● What to do
Each record below is to be reproduced without any change.
[[ Given data, beginning ]]
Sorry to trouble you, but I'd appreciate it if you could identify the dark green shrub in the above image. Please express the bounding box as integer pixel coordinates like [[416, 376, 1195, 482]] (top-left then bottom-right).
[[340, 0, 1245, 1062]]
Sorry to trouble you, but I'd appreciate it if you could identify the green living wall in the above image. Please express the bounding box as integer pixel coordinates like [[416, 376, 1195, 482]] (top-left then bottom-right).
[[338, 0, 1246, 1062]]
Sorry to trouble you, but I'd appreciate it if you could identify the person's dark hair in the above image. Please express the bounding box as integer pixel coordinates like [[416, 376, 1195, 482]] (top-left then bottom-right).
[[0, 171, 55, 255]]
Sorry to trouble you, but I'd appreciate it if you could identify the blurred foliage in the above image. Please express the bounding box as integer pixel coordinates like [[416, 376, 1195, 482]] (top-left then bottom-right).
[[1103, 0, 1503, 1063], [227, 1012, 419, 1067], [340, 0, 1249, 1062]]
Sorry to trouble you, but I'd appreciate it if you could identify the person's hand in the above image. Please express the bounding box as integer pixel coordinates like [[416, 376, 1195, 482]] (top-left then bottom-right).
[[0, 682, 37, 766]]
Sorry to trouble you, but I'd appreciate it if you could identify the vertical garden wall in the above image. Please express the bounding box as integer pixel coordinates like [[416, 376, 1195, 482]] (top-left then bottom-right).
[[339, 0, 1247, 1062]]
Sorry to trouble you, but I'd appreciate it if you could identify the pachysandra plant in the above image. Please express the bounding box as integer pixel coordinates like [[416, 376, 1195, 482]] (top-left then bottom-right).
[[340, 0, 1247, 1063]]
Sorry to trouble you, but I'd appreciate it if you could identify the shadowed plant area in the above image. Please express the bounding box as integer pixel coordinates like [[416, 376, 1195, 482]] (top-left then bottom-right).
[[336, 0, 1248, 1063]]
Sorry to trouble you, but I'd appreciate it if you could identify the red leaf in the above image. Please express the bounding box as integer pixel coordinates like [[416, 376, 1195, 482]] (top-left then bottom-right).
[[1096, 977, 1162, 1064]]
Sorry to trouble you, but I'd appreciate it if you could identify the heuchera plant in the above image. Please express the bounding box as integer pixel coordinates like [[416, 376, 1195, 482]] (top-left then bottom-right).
[[ Given data, end ]]
● Output of the task
Sorry to trouble you, but I'd appreciate it if you could identify the dark green shrub in the above image. Please express the bounding box as integer pixel coordinates like [[416, 376, 1195, 482]] (top-left then bottom-right).
[[340, 0, 1245, 1062]]
Sorry to trouble you, but I'd appreciate it if you could identify the green living wall in the above image. Please express the bounding box as integer pixel coordinates like [[416, 376, 1195, 482]] (top-left then bottom-right).
[[338, 0, 1246, 1062]]
Sorry to trouble you, but I'd appreciate it if you could identify the person's dark hair in the above image. Please express the bounding box as integer pixel coordinates like [[416, 376, 1195, 482]] (top-left then bottom-right).
[[0, 171, 55, 255]]
Sorry to trouble you, but I'd appreciate it if you could identify the blurred foliage in the above image. Please express the bounding box as integer pixel coordinates like [[416, 376, 1195, 482]] (top-left then bottom-right).
[[1103, 0, 1503, 1063], [227, 1012, 419, 1067], [340, 0, 1249, 1062]]
Sorry to trouble you, but I'd appreciate it if you could identify the person's hand in the above image. Please express the bounding box as integer pixel coordinates like [[416, 376, 1195, 482]] (top-left then bottom-right).
[[0, 682, 37, 766]]
Sorry to trouble you, but I'd appreciate it if you could identify the vertical garden wall in the above image. Please express the bounding box as integer pixel coordinates like [[416, 376, 1195, 482]] (top-left then bottom-right).
[[339, 0, 1247, 1062]]
Sorry to trouble you, but I'd appreciate it if you could identify the pachysandra plant in the above image. Please express the bounding box as integer pixel coordinates like [[416, 376, 1195, 482]] (top-left then bottom-right).
[[340, 0, 1247, 1063]]
Sorry to trouble you, but I'd appreciate it if you could identify the shadowed plant area in the above image. Please express the bounding box as integer pixel coordinates like [[416, 376, 1195, 482]] (top-left then bottom-right).
[[336, 0, 1248, 1063]]
Sorry to trouble you, but I'd appreciate it if you could identify the red leaf in the above image. Please express the bounding box as integer pixel coordinates like [[416, 376, 1195, 482]] (top-left then bottom-right).
[[1096, 977, 1162, 1064]]
Sorry to trouble you, but I'd appreciate it if you could identify the heuchera plant in the above image. Please express the bounding box as integer pixel coordinates like [[416, 376, 1195, 482]] (top-left then bottom-right).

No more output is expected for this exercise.